_What you need to do_
If a line of the data below holds the string "image", copy it.

══════════════════════════════

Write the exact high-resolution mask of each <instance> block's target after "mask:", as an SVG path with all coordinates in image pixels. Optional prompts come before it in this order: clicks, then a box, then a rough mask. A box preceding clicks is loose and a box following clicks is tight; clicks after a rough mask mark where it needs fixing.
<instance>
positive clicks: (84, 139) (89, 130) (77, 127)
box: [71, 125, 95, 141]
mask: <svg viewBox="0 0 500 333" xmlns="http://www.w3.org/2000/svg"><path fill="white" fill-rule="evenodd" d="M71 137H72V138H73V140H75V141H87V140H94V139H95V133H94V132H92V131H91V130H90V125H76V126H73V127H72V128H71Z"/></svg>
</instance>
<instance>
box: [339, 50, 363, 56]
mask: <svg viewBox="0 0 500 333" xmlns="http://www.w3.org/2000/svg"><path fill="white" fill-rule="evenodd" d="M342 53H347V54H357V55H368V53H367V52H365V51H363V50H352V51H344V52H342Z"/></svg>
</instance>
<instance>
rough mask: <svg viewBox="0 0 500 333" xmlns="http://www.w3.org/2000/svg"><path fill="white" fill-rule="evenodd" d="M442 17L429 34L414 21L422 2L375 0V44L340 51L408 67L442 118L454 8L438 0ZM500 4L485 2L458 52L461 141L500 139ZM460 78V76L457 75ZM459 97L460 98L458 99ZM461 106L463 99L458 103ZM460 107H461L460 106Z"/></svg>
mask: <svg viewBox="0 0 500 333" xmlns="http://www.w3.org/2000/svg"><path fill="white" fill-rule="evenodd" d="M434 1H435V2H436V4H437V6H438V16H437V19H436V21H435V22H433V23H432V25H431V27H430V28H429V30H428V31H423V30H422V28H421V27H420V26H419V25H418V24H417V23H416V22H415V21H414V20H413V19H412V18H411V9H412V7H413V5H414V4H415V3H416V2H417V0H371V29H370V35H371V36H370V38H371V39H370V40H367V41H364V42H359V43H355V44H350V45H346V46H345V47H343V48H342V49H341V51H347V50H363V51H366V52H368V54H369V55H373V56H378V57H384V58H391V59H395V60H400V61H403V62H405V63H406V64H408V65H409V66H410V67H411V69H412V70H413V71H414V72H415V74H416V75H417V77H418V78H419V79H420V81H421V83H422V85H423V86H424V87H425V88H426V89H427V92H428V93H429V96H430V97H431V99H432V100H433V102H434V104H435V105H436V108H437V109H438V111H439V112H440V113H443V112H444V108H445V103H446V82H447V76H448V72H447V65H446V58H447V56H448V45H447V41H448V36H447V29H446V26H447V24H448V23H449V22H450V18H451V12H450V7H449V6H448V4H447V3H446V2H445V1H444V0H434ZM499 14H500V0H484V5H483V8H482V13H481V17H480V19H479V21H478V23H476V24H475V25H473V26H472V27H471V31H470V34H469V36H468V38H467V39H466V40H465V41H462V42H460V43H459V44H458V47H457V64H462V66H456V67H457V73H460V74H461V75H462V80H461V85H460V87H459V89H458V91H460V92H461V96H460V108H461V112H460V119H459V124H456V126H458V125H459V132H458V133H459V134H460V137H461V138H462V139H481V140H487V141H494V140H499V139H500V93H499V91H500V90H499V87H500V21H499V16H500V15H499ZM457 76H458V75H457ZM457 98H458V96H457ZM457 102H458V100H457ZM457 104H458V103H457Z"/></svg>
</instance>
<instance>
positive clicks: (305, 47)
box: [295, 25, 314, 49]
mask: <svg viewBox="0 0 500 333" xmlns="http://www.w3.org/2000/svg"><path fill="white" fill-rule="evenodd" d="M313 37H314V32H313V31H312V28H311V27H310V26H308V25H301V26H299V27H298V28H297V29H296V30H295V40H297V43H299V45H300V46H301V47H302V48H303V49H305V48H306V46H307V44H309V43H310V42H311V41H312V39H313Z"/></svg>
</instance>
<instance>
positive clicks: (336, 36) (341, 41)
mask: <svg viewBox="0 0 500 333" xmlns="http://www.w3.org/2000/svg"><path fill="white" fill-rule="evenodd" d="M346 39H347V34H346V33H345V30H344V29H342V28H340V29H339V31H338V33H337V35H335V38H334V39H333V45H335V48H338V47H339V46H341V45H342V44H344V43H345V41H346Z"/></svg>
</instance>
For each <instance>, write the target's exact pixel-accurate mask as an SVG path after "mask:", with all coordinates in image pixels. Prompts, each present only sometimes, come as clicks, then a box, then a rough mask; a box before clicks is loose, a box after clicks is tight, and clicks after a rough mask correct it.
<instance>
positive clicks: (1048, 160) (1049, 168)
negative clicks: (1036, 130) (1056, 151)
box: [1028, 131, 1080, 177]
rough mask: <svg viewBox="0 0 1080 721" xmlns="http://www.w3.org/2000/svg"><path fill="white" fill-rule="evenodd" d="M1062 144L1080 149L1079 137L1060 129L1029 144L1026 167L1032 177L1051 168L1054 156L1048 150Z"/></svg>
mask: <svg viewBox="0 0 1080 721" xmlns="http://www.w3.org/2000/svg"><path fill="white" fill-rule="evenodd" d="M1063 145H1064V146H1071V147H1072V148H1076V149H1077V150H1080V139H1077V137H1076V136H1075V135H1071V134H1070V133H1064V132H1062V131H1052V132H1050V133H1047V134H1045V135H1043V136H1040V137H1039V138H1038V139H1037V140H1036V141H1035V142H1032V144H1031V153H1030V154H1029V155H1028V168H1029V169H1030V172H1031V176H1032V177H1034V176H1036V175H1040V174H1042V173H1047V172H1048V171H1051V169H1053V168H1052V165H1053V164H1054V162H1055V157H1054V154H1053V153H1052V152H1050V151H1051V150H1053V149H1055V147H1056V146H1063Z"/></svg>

══════════════════════════════

_Output for this task_
Write the exact high-resolution mask of each <instance> block's target after "mask:", as an SVG path with all coordinates in image pixels. Optional prompts come before it in this order: clicks, then a box, then a rough mask. A box preceding clicks is loose and a box following clicks is tight; clicks after a rough mask mark where it needs fixing.
For each <instance>, write the target's exact pixel-accurate mask as an SVG path after "mask:", with all coordinates in image pixels. Prompts, each present only sometimes, come as clicks, then a box, then a rough mask; a box before clicks is loose, a box after clicks is tight, and clicks after a rough mask correct it.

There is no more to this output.